## Start Text extract

Prepared for the Storm

Aug. 15, 2008
As part of an ongoing series of interviews on how manufacturers and rental companies are coping with increased costs in the middle of a market slowdown, RER recently interviewed Gary Bernardez, CEO of AMECO, Greenville, S.C.; Dean Smith, vice president for the global asset management group; and Mark Murfin, vice president of sales and strategy. Bernardez, Smith and Murfin spoke with RER’s Brandey Smith about what the company is doing internally to offset the higher costs passed on by OEMs, the importance of fuel efficient construction equipment to its rental customers, and what AMECO expects from its manufacturing partners.

As part of an ongoing series of interviews on how manufacturers and rental companies are coping with increased costs in the middle of a market slowdown, RER recently interviewed Gary Bernardez, CEO of AMECO, Greenville, S.C.; Dean Smith, vice president for the global asset management group; and Mark Murfin, vice president of sales and strategy. Bernardez, Smith and Murfin spoke with RER’s Brandey Smith about what the company is doing internally to offset the higher costs passed on by OEMs, the importance of fuel efficient construction equipment to its rental customers, and what AMECO expects from its manufacturing partners.

RER: Equipment manufacturers are being hit with major cost increases, including steel, tires, components, copper and more. Are you feeling the pain of these increases in the total cost of equipment? If so, how is this affecting your buying decisions?

Bernardez: Seventy percent of our revenue is outside the U.S. We have a fairly global perspective — probably 75 percent is not in the U.S. Over the last couple of years Dean’s had the responsibility of improving and getting better integration with our key manufacturing relationships and making sure that we were working with people who could support us globally and that’s a big difference than some of the standard rental companies in the U.S.

Smith: I would say they are trying to absorb as much as they can, but they are also passing along as much as they can get away with. Where it sometimes gets us is not necessarily in the hard cost, where it gets us sometimes is the availability. Crane manufacturers, for instance, will have cranes built and ready to go out of the factory, ready to be put on a truck and be shipped, but they don’t have tires. That causes an availability issue for us, being able to get them when they say we can get them, or when we need them and we may lose some revenue because we don’t have the machine on a project when we think we’re going to have it, and we may have to rent it from somebody else while that machine sits there and waits on tires.

## End Text extract

_Problem 1_:
Answer these questions about the AMECO interview:
(a) In which city and state is AMECO located?
(b) Which cost increases does RER list in its first question?
(c) In the reply that begins "I would say they are trying to absorb," which part are crane manufacturers sometimes missing when the cranes are ready to ship?
_Problem 2_: Write the next part of the AMECO interview, starting after its final sentence.

## Start Data section

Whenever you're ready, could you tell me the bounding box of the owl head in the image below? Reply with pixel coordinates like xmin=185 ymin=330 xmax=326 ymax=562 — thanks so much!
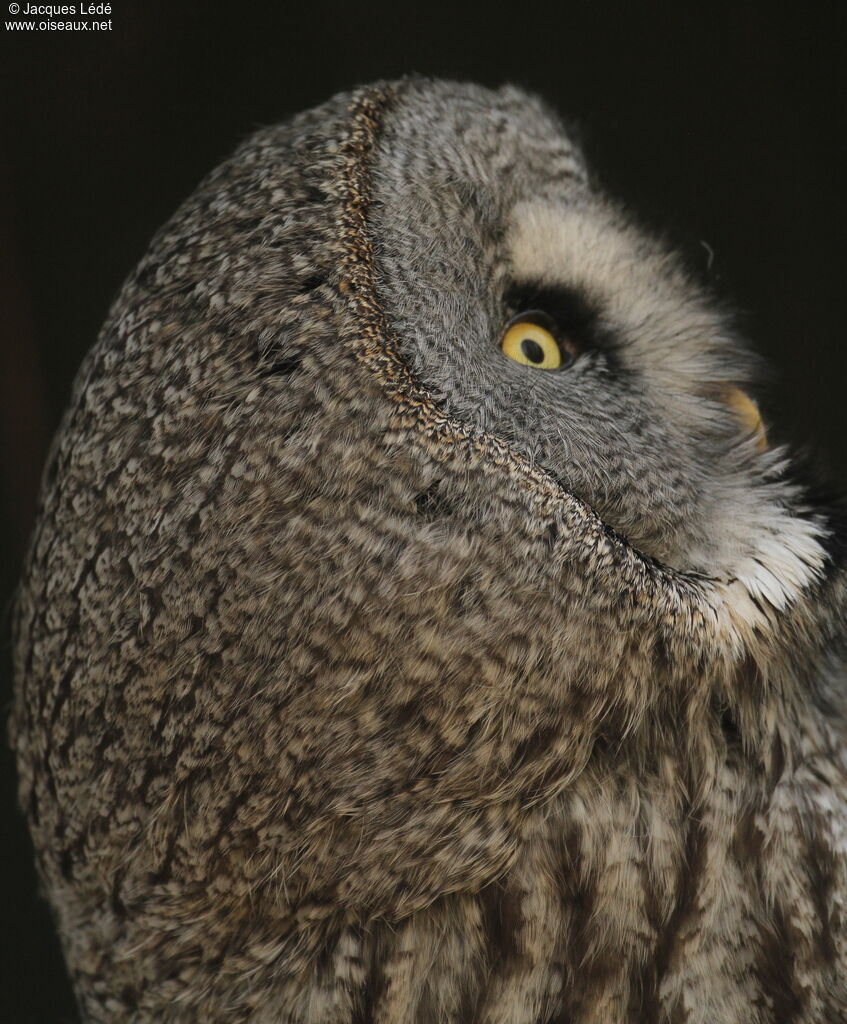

## End Data section

_Output 1_:
(a) Greenville, S.C.
(b) Steel, tires, components, and copper.
(c) Tires.

_Output 2_:
Bernardez: The other thing that we’ve experienced on tires is replacement issues. We’ve got some fairly large machines, especially in South America, and the ability to find those tires a lot of times we’re responsible for the maintenance of that unit on the customer’s jobsite, so it’s our job to facilitate the incorporation of higher costs into our customers’ offering. We try to do a lot of the maintenance on our own machines on site and that gives us a little better control over all that stuff.

Smith: Addressing the overall cost of equipment has caused AMECO to really analyze all of its equipment categories and determine which ones should remain within our core fleet of offering, meaning that if prices continue to rise 5 to 10 percent a year on rough-terrain cranes, do we want to continue to offer those within our core package of equipment because manufacturers, when they increase their price, it’s one thing, they’ve got a captive audience. For us, to go to our customers and increase price is a little bit of a different situation. We can’t always recoup the 5- to10-percent cost increase of the equipment to our customers so we’re going to have to analyze whether those items that have large price increases should continue to be a part of our core fleet or not. That’s currently one thing we’re doing right now in North America, analyzing those categories and seeing which ones that we’ll continue to offer as core categories.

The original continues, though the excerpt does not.